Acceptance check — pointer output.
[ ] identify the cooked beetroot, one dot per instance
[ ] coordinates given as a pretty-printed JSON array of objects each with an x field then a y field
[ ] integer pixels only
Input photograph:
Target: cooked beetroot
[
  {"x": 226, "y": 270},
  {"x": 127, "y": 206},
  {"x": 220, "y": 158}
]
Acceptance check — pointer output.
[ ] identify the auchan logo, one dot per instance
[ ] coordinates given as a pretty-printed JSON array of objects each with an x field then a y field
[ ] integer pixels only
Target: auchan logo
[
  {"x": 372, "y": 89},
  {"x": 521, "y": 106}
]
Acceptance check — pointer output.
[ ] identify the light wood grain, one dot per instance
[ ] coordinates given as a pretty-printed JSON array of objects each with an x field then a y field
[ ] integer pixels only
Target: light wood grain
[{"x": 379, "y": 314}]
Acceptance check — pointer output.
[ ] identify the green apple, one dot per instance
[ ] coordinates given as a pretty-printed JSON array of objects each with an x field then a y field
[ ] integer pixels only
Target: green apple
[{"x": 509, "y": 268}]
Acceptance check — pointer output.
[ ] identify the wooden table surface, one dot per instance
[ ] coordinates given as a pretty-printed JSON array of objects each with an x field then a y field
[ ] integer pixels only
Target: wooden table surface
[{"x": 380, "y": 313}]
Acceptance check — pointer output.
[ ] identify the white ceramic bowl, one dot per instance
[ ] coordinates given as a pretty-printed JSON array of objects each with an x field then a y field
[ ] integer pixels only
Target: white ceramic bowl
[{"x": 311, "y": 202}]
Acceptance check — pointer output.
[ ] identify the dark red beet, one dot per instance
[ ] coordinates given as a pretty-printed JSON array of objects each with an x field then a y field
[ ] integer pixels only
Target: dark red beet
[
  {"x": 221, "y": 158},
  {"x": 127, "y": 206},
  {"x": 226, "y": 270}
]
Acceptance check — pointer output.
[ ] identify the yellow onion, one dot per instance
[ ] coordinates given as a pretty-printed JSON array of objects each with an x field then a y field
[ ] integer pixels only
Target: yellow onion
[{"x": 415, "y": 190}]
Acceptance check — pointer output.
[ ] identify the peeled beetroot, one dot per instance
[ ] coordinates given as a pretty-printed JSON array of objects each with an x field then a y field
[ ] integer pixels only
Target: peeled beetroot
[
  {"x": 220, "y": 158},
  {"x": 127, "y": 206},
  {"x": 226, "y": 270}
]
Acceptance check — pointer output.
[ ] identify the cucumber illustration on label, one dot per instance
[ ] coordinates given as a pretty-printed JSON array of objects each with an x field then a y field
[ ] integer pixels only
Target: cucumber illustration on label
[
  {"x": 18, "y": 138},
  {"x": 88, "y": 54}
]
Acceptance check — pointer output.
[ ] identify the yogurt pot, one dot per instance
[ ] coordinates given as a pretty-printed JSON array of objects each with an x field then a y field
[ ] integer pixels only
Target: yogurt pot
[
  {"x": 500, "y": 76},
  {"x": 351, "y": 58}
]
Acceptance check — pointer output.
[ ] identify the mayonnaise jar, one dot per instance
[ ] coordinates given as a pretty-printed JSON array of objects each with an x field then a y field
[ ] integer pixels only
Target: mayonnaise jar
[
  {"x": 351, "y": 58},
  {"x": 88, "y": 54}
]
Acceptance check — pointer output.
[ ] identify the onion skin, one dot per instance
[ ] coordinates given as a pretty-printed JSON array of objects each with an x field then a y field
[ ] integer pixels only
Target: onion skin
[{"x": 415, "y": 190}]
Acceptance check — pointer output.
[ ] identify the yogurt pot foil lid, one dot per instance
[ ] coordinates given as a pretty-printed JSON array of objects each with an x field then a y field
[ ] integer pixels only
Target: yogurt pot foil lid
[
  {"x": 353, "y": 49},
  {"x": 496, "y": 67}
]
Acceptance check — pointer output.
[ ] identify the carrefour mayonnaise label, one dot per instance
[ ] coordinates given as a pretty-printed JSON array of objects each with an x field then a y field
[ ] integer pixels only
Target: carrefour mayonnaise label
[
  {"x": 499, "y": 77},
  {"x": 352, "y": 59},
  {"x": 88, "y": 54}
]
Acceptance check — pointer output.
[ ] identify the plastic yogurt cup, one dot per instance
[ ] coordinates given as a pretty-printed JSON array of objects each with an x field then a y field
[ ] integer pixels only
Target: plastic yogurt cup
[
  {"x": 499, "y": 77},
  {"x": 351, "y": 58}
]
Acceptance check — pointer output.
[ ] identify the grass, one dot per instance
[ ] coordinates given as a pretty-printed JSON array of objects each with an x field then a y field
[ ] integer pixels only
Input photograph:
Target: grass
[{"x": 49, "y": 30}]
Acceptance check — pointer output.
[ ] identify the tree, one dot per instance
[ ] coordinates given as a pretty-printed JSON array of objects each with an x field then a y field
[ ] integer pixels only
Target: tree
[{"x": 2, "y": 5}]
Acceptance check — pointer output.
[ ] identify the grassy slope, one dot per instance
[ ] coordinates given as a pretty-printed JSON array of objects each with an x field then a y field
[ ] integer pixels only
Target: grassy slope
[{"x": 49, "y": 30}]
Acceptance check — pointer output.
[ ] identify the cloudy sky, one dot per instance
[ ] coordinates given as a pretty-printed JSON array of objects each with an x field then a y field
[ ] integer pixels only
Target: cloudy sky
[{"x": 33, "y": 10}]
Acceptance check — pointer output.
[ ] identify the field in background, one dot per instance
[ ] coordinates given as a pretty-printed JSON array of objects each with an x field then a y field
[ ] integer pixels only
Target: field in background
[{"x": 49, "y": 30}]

^^^^^^^^^^^^^^^^

Every line of the records above needs to be given again exactly.

Acceptance check — pointer output.
[ ] identify the cooked beetroot, one dot per instance
[ ] coordinates given as a pretty-printed JSON array of objects each with an x field then a y field
[ ] integer pixels only
Input photograph:
Target: cooked beetroot
[
  {"x": 226, "y": 270},
  {"x": 127, "y": 206},
  {"x": 220, "y": 158}
]
Acceptance check — pointer output.
[ ] identify the auchan logo, one dot per instance
[ ] coordinates given as a pretty-printed JSON array of objects each with an x field then a y field
[ ] integer pixels only
Target: auchan logo
[
  {"x": 372, "y": 89},
  {"x": 521, "y": 106}
]
Acceptance check — pointer output.
[ ] identify the light wood grain, one dot per instance
[ ] coordinates given as a pretty-printed JSON array of objects each with an x field then a y field
[ ] integer pixels only
Target: light wood grain
[{"x": 379, "y": 314}]
Acceptance check — pointer output.
[ ] identify the green apple, one dot per instance
[ ] coordinates given as a pretty-printed JSON array of objects each with an x field then a y field
[ ] integer pixels only
Target: green apple
[{"x": 509, "y": 268}]
Acceptance check — pointer output.
[ ] identify the wooden table surface, one dot per instance
[ ] coordinates given as a pretty-printed JSON array of objects each with an x field then a y field
[ ] integer pixels only
Target: wooden table surface
[{"x": 380, "y": 313}]
Acceptance check — pointer output.
[ ] identify the white ceramic bowl, one dot per instance
[ ] coordinates given as a pretty-printed JSON array of objects each with an x field then a y field
[ ] integer pixels only
Target: white ceramic bowl
[{"x": 311, "y": 202}]
Acceptance check — pointer output.
[ ] identify the dark red beet, one dot per instance
[ ] coordinates given as a pretty-printed JSON array of objects each with an x field then a y field
[ ] integer pixels only
Target: dark red beet
[
  {"x": 221, "y": 158},
  {"x": 127, "y": 206},
  {"x": 226, "y": 270}
]
Acceptance check — pointer output.
[ ] identify the yellow onion, one dot per instance
[ ] coordinates given as a pretty-printed JSON array of objects each with an x field then a y field
[ ] integer pixels only
Target: yellow onion
[{"x": 415, "y": 190}]
Acceptance check — pointer output.
[ ] identify the peeled beetroot, one dot per instance
[ ] coordinates given as a pretty-printed JSON array of objects each with an x field then a y field
[ ] integer pixels only
Target: peeled beetroot
[
  {"x": 220, "y": 158},
  {"x": 127, "y": 206},
  {"x": 226, "y": 270}
]
Acceptance check — pointer output.
[ ] identify the cucumber illustration on label, one dot per instance
[ ] coordinates given as a pretty-printed JSON array of objects each with an x field then a y field
[ ] integer pixels only
Target: cucumber illustration on label
[
  {"x": 18, "y": 138},
  {"x": 88, "y": 54}
]
Acceptance check — pointer output.
[ ] identify the yogurt pot, one dot per instance
[ ] coordinates given as a pretty-printed JSON array of objects each with an x field then a y field
[ ] integer pixels only
Target: yogurt pot
[
  {"x": 500, "y": 76},
  {"x": 351, "y": 58}
]
Acceptance check — pointer output.
[ ] identify the mayonnaise jar, one dot per instance
[ ] coordinates given as a pretty-printed JSON array of objects each with an x field then a y field
[ ] integer pixels only
Target: mayonnaise jar
[
  {"x": 351, "y": 58},
  {"x": 88, "y": 54}
]
Acceptance check — pointer output.
[ ] identify the onion skin, one dot per instance
[ ] coordinates given as a pretty-printed JSON array of objects each with an x field then a y field
[ ] integer pixels only
Target: onion skin
[{"x": 415, "y": 190}]
Acceptance check — pointer output.
[ ] identify the yogurt pot foil lid, one dot per instance
[ ] coordinates given as a pretty-printed JSON array of objects each with an x field then a y field
[ ] integer pixels only
Target: yogurt pot foil lid
[
  {"x": 353, "y": 49},
  {"x": 496, "y": 67}
]
Acceptance check — pointer output.
[ ] identify the carrefour mayonnaise label, one dot per instance
[ ] coordinates given as a pretty-printed JSON array of objects each with an x field then a y field
[ ] integer pixels only
Target: carrefour mayonnaise label
[
  {"x": 499, "y": 77},
  {"x": 352, "y": 59},
  {"x": 88, "y": 54}
]
Acceptance check — pointer output.
[ ] identify the plastic yogurt cup, one dot per instance
[ ] coordinates given as a pretty-printed JSON array of objects each with an x field then a y field
[ ] integer pixels only
Target: plastic yogurt cup
[
  {"x": 499, "y": 77},
  {"x": 351, "y": 58}
]
Acceptance check — pointer output.
[ ] identify the grass, one dot per instance
[ ] coordinates given as a pretty-printed JSON array of objects each with an x field then a y field
[ ] integer pixels only
Input photograph:
Target: grass
[{"x": 49, "y": 30}]
Acceptance check — pointer output.
[ ] identify the tree, one dot per instance
[ ] coordinates given as a pretty-printed JSON array of objects each with an x field then a y field
[ ] integer pixels only
Target: tree
[{"x": 2, "y": 5}]
Acceptance check — pointer output.
[ ] identify the grassy slope, one dot per instance
[ ] coordinates given as a pretty-printed JSON array of objects each with an x field then a y field
[ ] integer pixels only
Target: grassy slope
[{"x": 49, "y": 30}]
Acceptance check — pointer output.
[ ] identify the cloudy sky, one dot per instance
[ ] coordinates given as a pretty-printed JSON array of objects each with an x field then a y field
[ ] integer pixels only
Target: cloudy sky
[{"x": 33, "y": 10}]
Acceptance check — pointer output.
[ ] identify the field in background, one dot per instance
[ ] coordinates given as a pretty-printed JSON array of objects each with an x field then a y field
[ ] integer pixels only
Target: field in background
[{"x": 49, "y": 30}]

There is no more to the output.